## EXERCISE INPUT
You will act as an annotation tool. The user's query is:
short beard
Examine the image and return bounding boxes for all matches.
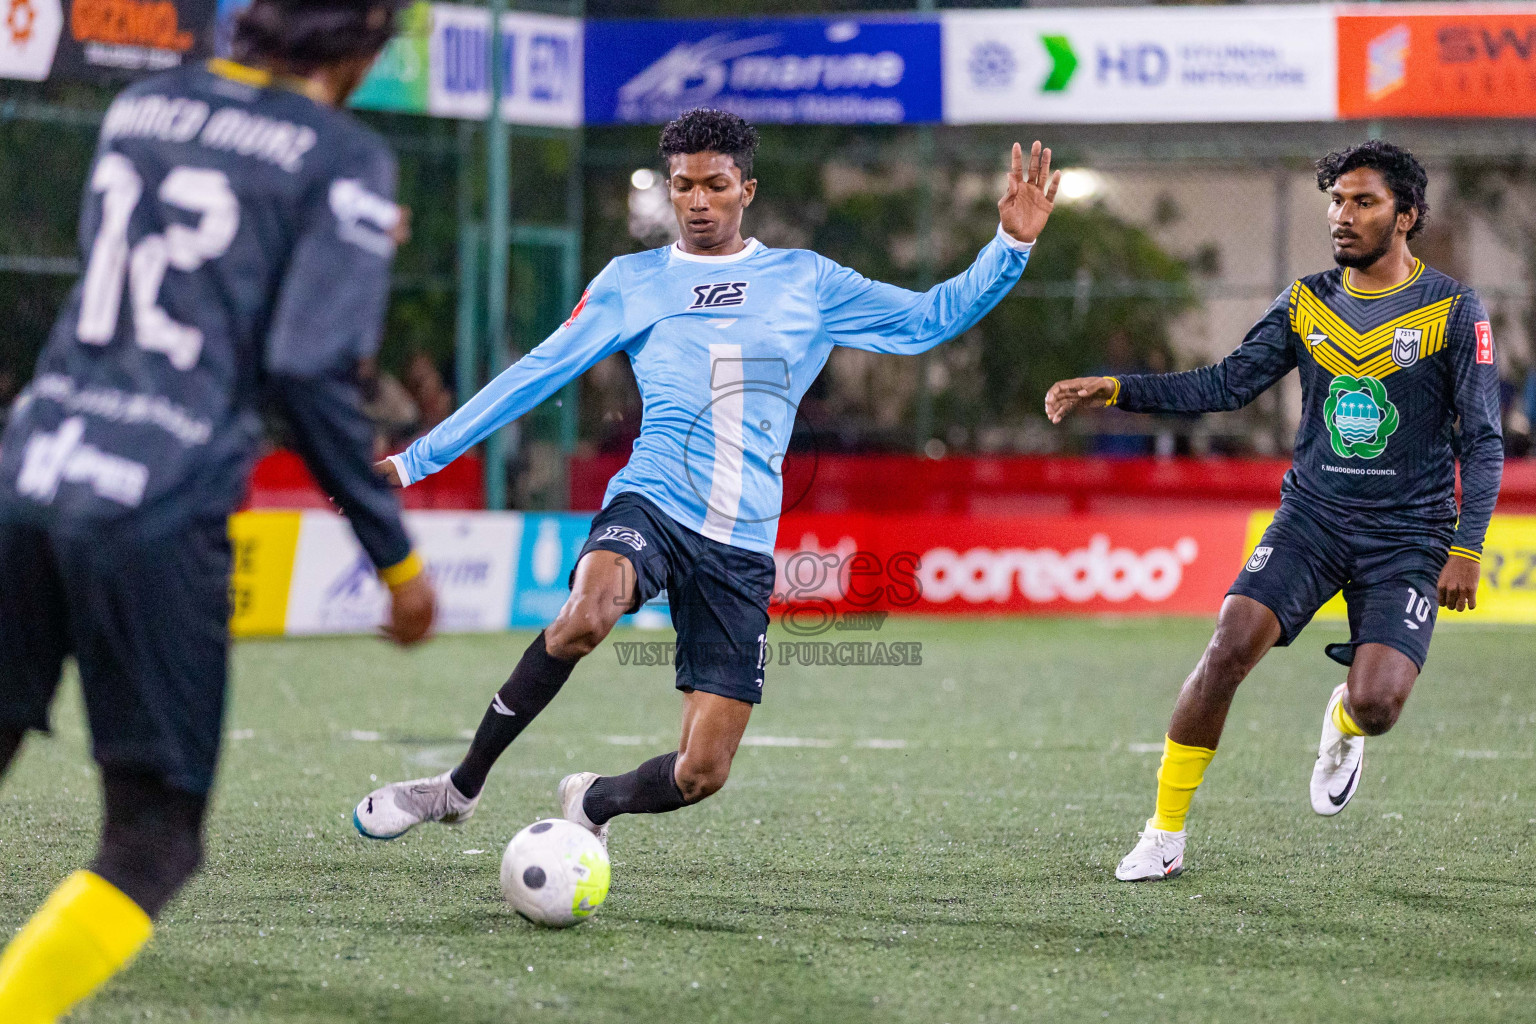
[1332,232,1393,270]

* * *

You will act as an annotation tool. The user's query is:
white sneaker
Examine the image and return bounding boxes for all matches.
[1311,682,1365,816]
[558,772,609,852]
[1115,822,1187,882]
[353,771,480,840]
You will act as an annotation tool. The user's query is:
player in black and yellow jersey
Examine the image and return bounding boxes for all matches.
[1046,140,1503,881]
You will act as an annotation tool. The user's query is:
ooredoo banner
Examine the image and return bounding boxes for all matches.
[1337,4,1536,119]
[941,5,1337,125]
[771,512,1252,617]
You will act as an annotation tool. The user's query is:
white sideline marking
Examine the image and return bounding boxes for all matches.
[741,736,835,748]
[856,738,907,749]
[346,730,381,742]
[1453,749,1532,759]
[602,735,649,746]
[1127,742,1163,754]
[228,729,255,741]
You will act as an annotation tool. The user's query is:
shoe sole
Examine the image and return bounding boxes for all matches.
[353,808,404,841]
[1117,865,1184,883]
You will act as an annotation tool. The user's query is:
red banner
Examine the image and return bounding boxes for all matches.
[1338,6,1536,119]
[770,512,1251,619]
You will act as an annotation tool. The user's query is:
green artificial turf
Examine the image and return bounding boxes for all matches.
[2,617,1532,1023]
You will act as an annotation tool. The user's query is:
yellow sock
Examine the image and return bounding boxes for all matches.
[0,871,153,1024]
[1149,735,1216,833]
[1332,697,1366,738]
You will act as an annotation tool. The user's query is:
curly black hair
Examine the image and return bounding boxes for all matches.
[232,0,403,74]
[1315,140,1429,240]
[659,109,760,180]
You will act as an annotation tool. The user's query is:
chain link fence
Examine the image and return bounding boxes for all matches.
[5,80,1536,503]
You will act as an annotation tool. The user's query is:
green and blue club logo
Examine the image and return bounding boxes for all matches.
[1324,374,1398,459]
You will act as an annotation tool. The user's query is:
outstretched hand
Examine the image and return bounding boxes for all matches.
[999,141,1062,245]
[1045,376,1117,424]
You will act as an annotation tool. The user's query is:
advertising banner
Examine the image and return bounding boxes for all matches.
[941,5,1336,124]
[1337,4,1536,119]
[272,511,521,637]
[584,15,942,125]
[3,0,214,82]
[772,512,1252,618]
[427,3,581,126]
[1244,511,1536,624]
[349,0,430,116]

## ABOUT THIS TASK
Could you set down, exactly as written, the lines above between the one holding "green artificial turf" and the one holding "yellow sock", inclusive, and nothing more?

## WRITTEN RESPONSE
green artificial turf
Examine the image and return bounding boxes for all matches.
[2,617,1532,1023]
You will act as an annotation tool. The user's query is:
yellow sock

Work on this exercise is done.